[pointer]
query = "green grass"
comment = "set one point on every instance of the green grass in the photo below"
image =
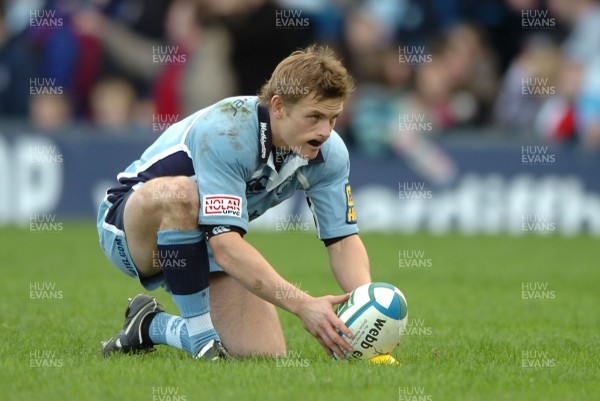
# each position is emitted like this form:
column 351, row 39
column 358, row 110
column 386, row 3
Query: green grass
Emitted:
column 475, row 325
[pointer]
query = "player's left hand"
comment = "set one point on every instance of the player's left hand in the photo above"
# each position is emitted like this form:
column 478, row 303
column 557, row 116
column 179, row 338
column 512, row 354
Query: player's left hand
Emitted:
column 319, row 320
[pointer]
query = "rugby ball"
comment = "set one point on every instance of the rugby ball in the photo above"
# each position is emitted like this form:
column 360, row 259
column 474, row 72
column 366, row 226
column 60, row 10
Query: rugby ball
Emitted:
column 376, row 313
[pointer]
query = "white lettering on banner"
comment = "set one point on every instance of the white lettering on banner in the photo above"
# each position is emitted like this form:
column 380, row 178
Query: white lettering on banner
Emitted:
column 484, row 204
column 31, row 178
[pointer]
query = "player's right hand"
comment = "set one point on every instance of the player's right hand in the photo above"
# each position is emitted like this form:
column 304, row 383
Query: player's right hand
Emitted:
column 319, row 320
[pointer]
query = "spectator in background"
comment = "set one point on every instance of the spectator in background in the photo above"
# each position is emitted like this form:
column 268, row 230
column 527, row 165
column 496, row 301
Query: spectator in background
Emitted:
column 112, row 105
column 581, row 51
column 51, row 113
column 527, row 84
column 17, row 66
column 260, row 38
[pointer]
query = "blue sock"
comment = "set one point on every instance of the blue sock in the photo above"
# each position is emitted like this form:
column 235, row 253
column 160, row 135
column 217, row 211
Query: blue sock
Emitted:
column 183, row 258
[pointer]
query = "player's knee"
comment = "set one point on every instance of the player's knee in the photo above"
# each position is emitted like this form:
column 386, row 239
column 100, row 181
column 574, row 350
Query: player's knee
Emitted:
column 175, row 197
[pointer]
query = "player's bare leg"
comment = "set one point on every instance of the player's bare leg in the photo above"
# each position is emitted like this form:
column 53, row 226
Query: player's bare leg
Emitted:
column 160, row 204
column 246, row 324
column 161, row 228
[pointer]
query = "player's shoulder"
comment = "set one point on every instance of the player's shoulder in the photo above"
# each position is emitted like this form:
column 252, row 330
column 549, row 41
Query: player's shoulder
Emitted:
column 228, row 128
column 334, row 152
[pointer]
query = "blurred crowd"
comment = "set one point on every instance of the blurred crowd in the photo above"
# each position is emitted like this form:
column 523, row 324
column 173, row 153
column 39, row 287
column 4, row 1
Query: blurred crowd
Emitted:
column 424, row 68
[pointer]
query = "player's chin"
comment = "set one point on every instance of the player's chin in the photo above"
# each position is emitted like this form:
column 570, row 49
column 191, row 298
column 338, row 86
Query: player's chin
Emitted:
column 309, row 152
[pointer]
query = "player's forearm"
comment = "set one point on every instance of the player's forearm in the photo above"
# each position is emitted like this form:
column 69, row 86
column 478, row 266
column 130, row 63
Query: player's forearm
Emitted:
column 349, row 262
column 242, row 261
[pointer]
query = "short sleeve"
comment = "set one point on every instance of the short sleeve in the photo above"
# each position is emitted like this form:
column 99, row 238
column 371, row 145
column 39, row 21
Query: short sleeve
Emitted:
column 330, row 200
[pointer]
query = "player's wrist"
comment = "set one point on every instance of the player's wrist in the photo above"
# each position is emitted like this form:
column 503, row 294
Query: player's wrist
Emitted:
column 297, row 304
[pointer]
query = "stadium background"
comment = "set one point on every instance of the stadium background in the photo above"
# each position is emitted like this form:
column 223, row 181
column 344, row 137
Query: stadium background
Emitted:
column 474, row 136
column 483, row 115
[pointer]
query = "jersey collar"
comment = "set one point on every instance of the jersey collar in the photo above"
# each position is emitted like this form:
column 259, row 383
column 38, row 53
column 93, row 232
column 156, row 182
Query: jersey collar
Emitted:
column 265, row 140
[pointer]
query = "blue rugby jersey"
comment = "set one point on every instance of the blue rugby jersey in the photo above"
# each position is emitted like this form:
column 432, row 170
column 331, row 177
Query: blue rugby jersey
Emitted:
column 226, row 148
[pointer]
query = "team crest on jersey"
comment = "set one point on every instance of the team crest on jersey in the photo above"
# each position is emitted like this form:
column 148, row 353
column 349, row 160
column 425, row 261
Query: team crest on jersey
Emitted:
column 350, row 212
column 222, row 205
column 286, row 185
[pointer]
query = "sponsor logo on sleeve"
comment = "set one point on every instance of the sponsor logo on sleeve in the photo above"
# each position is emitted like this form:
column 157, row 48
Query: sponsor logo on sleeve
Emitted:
column 350, row 212
column 222, row 205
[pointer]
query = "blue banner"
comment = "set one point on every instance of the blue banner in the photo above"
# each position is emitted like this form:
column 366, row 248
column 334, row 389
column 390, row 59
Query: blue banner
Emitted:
column 464, row 184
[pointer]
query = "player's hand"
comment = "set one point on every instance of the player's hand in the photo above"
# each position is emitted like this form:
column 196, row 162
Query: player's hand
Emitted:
column 319, row 320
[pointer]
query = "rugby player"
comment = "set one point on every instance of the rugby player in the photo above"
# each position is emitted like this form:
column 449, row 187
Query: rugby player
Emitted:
column 178, row 217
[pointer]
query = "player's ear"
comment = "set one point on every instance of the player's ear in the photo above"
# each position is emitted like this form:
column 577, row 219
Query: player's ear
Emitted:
column 277, row 106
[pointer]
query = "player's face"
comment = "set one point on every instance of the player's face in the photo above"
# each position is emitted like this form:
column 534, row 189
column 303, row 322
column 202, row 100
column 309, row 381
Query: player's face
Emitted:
column 305, row 126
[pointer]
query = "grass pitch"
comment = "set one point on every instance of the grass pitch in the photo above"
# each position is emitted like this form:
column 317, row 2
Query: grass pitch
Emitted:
column 490, row 318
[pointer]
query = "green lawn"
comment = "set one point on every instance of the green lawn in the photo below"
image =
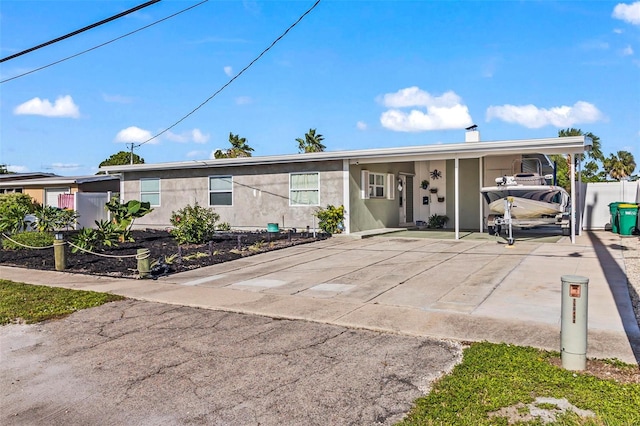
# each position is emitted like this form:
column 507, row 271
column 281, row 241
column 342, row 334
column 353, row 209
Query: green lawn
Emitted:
column 493, row 376
column 33, row 303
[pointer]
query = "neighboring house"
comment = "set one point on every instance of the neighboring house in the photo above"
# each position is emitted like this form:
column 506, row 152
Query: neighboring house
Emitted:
column 87, row 195
column 380, row 188
column 8, row 188
column 46, row 190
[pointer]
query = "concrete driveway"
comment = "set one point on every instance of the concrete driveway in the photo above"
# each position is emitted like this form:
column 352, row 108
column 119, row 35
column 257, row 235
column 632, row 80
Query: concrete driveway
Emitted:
column 212, row 366
column 145, row 363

Required action:
Print again the lines of the entries above that fall between the line holding "column 351, row 39" and the line holding "of the spectator", inclusive, exactly as they stand.

Result:
column 351, row 39
column 358, row 110
column 386, row 3
Query: green grass
Emitted:
column 475, row 325
[pointer]
query = "player's left hand"
comment = "set one point on every instance of the player's left hand in the photo above"
# each position is emitted like this form:
column 478, row 303
column 557, row 116
column 179, row 338
column 512, row 354
Query: player's left hand
Emitted:
column 319, row 320
[pointer]
query = "rugby ball"
comment = "set one point on every instance of the rugby ball in the photo above"
# each position is emitted like this form:
column 360, row 259
column 474, row 72
column 366, row 226
column 60, row 10
Query: rugby ball
Emitted:
column 376, row 313
[pointer]
query = "white lettering on banner"
comment = "set one point on every instance of the white lettering on banner in the photo above"
# each position is emitted like this form:
column 380, row 178
Query: white lettering on banner
Emitted:
column 484, row 204
column 31, row 178
[pointer]
query = "player's right hand"
comment = "set one point on every instance of the player's right hand in the photo above"
# each position is emitted like this form:
column 304, row 383
Query: player's right hand
Emitted:
column 319, row 320
[pointer]
query = "spectator in background"
comment = "set one point on every instance of the spectator in background in the photo above"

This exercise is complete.